Source material.
+--

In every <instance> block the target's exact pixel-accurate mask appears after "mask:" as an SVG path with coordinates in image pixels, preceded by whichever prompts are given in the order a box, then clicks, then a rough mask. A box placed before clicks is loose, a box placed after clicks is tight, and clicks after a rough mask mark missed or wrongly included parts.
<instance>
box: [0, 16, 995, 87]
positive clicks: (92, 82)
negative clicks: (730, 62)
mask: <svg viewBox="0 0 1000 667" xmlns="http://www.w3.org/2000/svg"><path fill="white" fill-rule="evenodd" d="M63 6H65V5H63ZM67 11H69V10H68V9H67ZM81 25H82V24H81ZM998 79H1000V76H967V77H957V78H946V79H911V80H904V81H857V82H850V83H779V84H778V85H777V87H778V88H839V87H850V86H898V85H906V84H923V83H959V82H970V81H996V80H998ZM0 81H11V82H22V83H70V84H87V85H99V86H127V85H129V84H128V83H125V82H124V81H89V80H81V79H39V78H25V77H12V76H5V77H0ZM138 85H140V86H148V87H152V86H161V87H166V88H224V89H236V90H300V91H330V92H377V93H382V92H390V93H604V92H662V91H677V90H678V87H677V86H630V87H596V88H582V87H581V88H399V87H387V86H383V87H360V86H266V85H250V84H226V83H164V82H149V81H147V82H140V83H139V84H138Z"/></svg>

+--

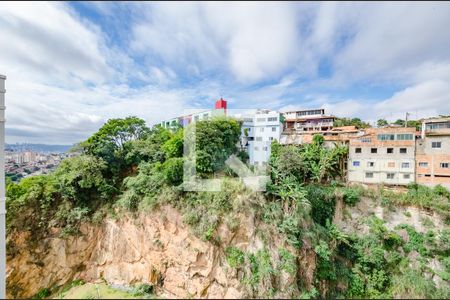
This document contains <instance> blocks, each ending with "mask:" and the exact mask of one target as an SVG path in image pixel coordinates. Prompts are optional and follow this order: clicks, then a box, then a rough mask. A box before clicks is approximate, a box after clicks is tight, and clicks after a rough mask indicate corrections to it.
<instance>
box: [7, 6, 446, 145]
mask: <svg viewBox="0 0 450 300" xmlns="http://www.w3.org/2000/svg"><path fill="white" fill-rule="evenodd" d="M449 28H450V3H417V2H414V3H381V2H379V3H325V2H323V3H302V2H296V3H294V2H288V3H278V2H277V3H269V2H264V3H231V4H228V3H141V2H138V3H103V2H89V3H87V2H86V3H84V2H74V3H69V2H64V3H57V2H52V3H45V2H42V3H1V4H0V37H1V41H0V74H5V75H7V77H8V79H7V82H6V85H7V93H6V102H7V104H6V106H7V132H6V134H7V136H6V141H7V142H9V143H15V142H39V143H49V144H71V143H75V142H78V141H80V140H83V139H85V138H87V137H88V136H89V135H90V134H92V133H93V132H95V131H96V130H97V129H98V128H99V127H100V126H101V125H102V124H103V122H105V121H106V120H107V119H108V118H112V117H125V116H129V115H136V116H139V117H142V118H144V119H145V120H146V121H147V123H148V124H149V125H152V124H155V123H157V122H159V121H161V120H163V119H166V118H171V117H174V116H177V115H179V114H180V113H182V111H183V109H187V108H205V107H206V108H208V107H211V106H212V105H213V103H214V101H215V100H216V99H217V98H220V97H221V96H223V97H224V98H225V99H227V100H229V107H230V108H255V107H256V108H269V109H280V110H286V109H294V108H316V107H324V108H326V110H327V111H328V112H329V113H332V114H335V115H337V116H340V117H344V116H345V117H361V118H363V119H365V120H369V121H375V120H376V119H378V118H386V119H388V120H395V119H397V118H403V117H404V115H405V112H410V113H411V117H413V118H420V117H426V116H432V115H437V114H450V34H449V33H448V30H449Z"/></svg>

+--

Work instruction.
Matching lines for the string "pixel": work out how many the records contain and write only the number.

Answer area.
2